## START PASSAGE PROVIDED

Editors read until 1915:   Emathiae tutamen opis, clarissime nato

‘protection of the Thessalian might, most famed for your son’

(but Achilles still unborn)

 

Housman reads:                 Emathiae tutamen, Opis carissime nato

   (CQ 9 (1915) 229-30 = Collected Papers III.913-4)

‘protection of Thessaly, most dear to the son of Ops’ [Jupiter]

 

Recent experience of editing Vergil and Ovid:

G.B.Conte, Ope Ingenii: Experiences of Textual Criticism (2013) [chapters on punctuation, interpolation, and conjecture]

G.B.Conte, Critical Notes on Virgil (2016) [from his Teubner Georgics and Aeneid]

R.J.Tarrant, Texts, editors, and readers: Methods and problems in Latin textual criticism (2016)

[from his 2004 OCT of Ovid’s Metamorphoses; ‘heroic’ and modest editing, interpolation, conjecture]

R.J.Tarrant in Hunter (R.), Oakley (S.P.) (edd.) Latin Literature and its Transmission (2016)

[manifesto for new OCT of Horace]

 

Examples from Vergil – why was the variant chosen?

 

Aeneid 10.270-1 (Aeneas’ helmet blazes):

ardet apex capiti tristisque a uertice flamma     270

funditur et uastos umbo uomit aureus ignis:

 

270 tristisque Faernus, Conte  ; cristisque MSS

 

Aeneid 10.362-8 (Pallas urges on his men):

At parte ex alia, qua saxa rotantia late

intulerat torrens arbustaque diruta ripis,

Arcadas insuetos acies inferre pedestris

ut vidit Pallas Latio dare terga sequaci,               365

aspera quis natura loci dimittere quando

suasit equos, unum quod rebus restat egenis,

nunc prece, nunc dictis virtutem accendit amaris

 

366 aspera quis MR; aspera quos P; aspera aquis Madvig     

366 quando MSS; tandem Harrison        


 

 

Aeneid 10.803-10

ac uelut effusa si quando grandine nimbi           

praecipitant, omnis campis diffugit arator        

omnis et agricola, et tuta latet arce uiator         805

aut amnis ripis aut alti fornice saxi,        

dum pluit in terris, ut possint sole reducto         

exercere diem: sic obrutus undique telis

Aeneas nubem belli, dum detonet omnis,           

sustinet…

 

805 arce e; arte other MSS, ancient commentators

 

Aeneid 2.445-6

Dardanidae contra turris ac tota domorum               445

culmina convellunt;

 

Tota defended by Horsfall as hyperbole: try atque alta (cf. 2.290 ruit alto a culmine Troia) ?

## END PASSAGE PROVIDED

REQUIRED WORK:
**A.** Translate this sentence from the passage on Latin textual criticism into Spanish: "Examples from Vergil – why was the variant chosen?"
**B.** According to the passage on Latin textual criticism, until what year did editors read "Emathiae tutamen opis, clarissime nato"?
These entries come from a different source than the passage.

## START RAW RECORDS

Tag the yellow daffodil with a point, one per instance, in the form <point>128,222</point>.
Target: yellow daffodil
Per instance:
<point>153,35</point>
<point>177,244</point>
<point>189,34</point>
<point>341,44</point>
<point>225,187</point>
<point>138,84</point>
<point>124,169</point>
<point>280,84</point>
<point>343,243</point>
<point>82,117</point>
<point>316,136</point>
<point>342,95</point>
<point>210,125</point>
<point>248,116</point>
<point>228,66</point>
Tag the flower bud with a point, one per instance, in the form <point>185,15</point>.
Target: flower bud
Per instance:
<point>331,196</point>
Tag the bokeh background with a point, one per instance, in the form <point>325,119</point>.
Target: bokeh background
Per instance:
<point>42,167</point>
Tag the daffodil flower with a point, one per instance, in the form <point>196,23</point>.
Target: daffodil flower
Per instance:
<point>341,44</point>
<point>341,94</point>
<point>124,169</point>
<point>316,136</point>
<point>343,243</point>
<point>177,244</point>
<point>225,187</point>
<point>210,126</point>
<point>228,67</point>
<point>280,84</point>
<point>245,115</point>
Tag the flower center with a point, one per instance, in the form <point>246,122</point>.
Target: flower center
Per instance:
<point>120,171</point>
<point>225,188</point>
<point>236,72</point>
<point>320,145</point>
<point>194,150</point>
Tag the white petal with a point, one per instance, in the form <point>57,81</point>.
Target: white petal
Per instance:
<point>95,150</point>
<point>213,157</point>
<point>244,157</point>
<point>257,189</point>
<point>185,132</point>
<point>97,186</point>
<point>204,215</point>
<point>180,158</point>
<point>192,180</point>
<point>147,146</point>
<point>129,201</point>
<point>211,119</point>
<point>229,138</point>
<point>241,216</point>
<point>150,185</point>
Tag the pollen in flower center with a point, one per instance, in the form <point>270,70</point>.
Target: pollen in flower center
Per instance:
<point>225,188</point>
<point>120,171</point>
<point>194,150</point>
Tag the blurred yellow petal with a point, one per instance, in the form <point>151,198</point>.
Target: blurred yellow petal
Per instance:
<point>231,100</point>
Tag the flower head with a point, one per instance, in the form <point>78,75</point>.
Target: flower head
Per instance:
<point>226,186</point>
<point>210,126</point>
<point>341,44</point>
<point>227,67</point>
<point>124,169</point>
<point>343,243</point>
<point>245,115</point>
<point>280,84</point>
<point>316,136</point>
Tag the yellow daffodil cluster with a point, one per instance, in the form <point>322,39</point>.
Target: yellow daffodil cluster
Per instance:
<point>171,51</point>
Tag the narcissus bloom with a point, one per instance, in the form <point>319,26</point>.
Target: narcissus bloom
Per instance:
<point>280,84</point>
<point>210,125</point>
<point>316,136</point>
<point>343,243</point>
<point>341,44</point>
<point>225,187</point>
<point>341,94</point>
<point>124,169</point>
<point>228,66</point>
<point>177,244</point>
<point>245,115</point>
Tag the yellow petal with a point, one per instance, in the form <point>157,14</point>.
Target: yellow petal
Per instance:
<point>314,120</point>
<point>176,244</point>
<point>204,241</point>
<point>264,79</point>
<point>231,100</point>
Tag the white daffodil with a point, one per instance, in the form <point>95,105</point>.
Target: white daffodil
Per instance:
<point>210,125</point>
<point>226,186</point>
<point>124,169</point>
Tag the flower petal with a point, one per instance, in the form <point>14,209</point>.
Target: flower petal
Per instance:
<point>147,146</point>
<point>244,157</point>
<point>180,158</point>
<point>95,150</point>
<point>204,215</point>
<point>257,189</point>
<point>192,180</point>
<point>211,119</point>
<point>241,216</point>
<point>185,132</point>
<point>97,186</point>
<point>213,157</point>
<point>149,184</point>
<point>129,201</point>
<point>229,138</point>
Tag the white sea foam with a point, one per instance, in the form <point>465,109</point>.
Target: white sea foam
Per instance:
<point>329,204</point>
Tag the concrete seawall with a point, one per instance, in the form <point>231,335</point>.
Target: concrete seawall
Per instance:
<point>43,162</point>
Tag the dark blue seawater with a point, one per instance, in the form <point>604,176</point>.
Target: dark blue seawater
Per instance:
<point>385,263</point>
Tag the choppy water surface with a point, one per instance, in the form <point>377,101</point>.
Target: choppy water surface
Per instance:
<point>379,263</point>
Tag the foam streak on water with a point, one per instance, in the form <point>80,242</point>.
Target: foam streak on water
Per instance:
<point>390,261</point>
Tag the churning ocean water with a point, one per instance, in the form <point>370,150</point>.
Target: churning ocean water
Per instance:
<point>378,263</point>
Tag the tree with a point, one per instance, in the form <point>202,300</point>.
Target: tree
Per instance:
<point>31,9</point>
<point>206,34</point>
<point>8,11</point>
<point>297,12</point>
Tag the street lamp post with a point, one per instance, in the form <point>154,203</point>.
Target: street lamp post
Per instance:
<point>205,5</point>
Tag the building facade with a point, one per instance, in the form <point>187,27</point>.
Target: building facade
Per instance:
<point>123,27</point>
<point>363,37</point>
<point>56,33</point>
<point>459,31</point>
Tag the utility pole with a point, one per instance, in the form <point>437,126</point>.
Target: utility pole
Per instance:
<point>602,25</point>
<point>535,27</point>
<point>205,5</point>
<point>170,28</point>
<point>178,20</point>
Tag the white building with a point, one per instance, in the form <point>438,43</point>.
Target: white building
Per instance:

## END RAW RECORDS

SOLUTION SET:
**A.** Ejemplos de Virgilio: ¿por qué se eligió la variante?

**B.** Until 1915.